● Work instructions
Return the lines from the one containing "An <instance> block" through the one containing "positive clicks: (188, 408)", unchanged, including both of those lines.

START Available data

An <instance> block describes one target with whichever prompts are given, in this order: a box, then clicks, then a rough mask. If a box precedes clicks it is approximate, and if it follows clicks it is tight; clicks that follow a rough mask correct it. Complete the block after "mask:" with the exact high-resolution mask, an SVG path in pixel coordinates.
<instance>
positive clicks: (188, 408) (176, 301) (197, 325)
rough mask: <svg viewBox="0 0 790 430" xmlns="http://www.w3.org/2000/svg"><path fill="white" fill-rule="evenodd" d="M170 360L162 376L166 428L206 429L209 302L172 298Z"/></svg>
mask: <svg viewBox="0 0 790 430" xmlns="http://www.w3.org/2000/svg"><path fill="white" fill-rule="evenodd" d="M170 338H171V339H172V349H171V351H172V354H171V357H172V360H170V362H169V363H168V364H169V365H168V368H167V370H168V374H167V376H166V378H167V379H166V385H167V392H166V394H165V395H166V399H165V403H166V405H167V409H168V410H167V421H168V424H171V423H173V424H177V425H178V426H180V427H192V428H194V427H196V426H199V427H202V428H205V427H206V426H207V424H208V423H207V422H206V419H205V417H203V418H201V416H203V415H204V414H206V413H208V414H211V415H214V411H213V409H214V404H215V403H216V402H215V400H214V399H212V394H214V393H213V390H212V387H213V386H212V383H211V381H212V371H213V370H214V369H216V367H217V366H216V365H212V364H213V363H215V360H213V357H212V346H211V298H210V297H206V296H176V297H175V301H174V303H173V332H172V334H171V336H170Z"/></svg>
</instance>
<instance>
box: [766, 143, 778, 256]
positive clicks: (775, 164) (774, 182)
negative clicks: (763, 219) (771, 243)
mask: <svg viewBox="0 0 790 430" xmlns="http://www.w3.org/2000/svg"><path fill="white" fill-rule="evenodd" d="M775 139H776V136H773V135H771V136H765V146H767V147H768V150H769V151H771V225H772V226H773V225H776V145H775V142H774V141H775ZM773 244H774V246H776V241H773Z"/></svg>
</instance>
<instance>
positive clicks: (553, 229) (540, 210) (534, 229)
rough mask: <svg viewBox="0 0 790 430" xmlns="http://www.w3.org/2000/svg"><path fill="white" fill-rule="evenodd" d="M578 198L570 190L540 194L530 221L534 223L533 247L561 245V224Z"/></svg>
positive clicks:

END Available data
START Available data

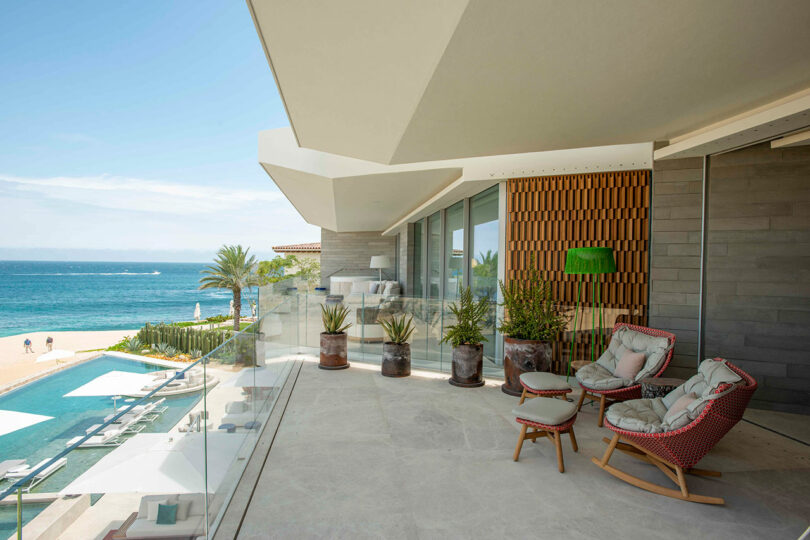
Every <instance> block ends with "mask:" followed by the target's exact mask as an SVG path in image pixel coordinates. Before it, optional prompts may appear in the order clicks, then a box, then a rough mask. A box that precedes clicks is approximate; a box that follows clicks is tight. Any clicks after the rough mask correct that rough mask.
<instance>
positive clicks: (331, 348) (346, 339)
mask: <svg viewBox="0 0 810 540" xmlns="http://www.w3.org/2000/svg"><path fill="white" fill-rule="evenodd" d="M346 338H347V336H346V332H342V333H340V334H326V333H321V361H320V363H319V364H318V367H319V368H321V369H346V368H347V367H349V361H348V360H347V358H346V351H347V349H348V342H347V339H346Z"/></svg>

END Available data

● Reply to the exercise
An <instance> block describes one target with whichever prompts are given, in this order: a box, then clicks, then a rough mask. If a box precedes clicks it is approximate, and if it follows clicks it is tight; clicks that follow a rough mask correct it. Complete the block after "mask:" with the exact high-resolution mask, an SVG path in pixel coordinates.
<instance>
positive clicks: (188, 408) (176, 301) (197, 325)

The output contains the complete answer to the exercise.